* Action item
Every record, from first to last, should be retyped word for word.

* Excerpted records
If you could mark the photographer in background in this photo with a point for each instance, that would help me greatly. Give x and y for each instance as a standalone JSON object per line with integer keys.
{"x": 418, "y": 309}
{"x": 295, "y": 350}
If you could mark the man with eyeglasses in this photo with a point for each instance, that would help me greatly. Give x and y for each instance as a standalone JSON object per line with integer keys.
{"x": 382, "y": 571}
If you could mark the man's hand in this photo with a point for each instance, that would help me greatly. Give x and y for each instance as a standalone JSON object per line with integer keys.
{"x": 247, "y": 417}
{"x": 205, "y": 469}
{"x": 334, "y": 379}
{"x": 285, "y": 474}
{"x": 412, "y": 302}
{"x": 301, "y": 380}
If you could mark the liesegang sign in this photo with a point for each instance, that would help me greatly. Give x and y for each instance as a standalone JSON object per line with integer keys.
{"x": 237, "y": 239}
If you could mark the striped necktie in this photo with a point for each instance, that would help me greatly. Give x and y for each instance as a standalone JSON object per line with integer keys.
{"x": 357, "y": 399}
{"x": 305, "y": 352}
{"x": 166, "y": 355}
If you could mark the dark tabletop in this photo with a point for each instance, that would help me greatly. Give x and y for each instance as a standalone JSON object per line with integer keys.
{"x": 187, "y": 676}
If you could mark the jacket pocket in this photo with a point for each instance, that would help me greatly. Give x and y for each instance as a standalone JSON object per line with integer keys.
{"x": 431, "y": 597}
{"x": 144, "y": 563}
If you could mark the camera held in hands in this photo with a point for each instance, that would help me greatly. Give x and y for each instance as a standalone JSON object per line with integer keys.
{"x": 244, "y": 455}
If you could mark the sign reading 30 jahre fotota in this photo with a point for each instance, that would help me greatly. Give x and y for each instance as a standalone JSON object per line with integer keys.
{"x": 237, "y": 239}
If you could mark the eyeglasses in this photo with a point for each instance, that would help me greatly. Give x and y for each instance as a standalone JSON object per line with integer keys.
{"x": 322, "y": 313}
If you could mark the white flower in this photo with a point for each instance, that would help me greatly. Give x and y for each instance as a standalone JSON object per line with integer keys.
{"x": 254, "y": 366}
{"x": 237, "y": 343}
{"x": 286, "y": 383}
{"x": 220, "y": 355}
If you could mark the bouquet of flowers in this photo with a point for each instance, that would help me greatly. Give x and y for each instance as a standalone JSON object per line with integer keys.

* Exercise response
If you could mark the photographer in background in this photo with a point for each instance, that would help me greatly. Give x and y for each instance as a standalone JSON object per line with integer keys.
{"x": 418, "y": 309}
{"x": 295, "y": 350}
If you could mark the man with eyeglasses in this photo with a point for each instance, that would help me greatly. Give x and y for each instance as a standalone JSON object per line with integer keys.
{"x": 382, "y": 571}
If you could mark the man's hand in this photo with a point for each instance, that would help me greatly. Give x and y for each instance as a standalone JSON object per line with integer keys.
{"x": 247, "y": 417}
{"x": 205, "y": 469}
{"x": 334, "y": 379}
{"x": 285, "y": 474}
{"x": 412, "y": 302}
{"x": 301, "y": 380}
If you could mark the liesegang sign in this photo with a point for each instance, that would help me greatly. Give x and y for each instance as a standalone JSON object per line with integer keys.
{"x": 237, "y": 239}
If you could mark the striped necktie in this photo with a point for each instance, that would help me greatly. Give x and y for each instance as a standalone JSON object per line with integer keys.
{"x": 357, "y": 399}
{"x": 305, "y": 352}
{"x": 166, "y": 355}
If you could mark the dark tabletop in this photo with a point for each instance, that would help me greatly. Give x and y for each instance as a standalone JSON object per line with integer keys.
{"x": 187, "y": 676}
If you could mark the jacket pocket in this photo with a point for each instance, that would help me greatly. Give x and y for each instance as a standalone JSON object per line with integer keys.
{"x": 431, "y": 597}
{"x": 144, "y": 563}
If you could mark the camera held in hands in this photo with a point for each instance, that would help me greatly. Give x and y for each instance as a standalone JSON object per line with integer keys.
{"x": 244, "y": 455}
If you could mark the sign reading 30 jahre fotota in this photo with a point for each instance, that would help me greatly. Give x and y for each instance as a standalone JSON object per line with integer keys.
{"x": 237, "y": 239}
If you could mark the eyeglasses in this photo with a point for each instance, that would help me greatly. Give x and y for each instance as a standalone JSON object per line with integer keys.
{"x": 322, "y": 313}
If you could mark the white flower in this photo with a point for each instance, that would help me greatly. Give x and y for each instance as a standalone JSON object per line with integer keys.
{"x": 254, "y": 366}
{"x": 237, "y": 343}
{"x": 286, "y": 383}
{"x": 220, "y": 355}
If you could mark the bouquet of flowers in this photo with a point for each instance, that would help me greatly. Give x and y for each instance as a standalone JSON object per line with integer keys.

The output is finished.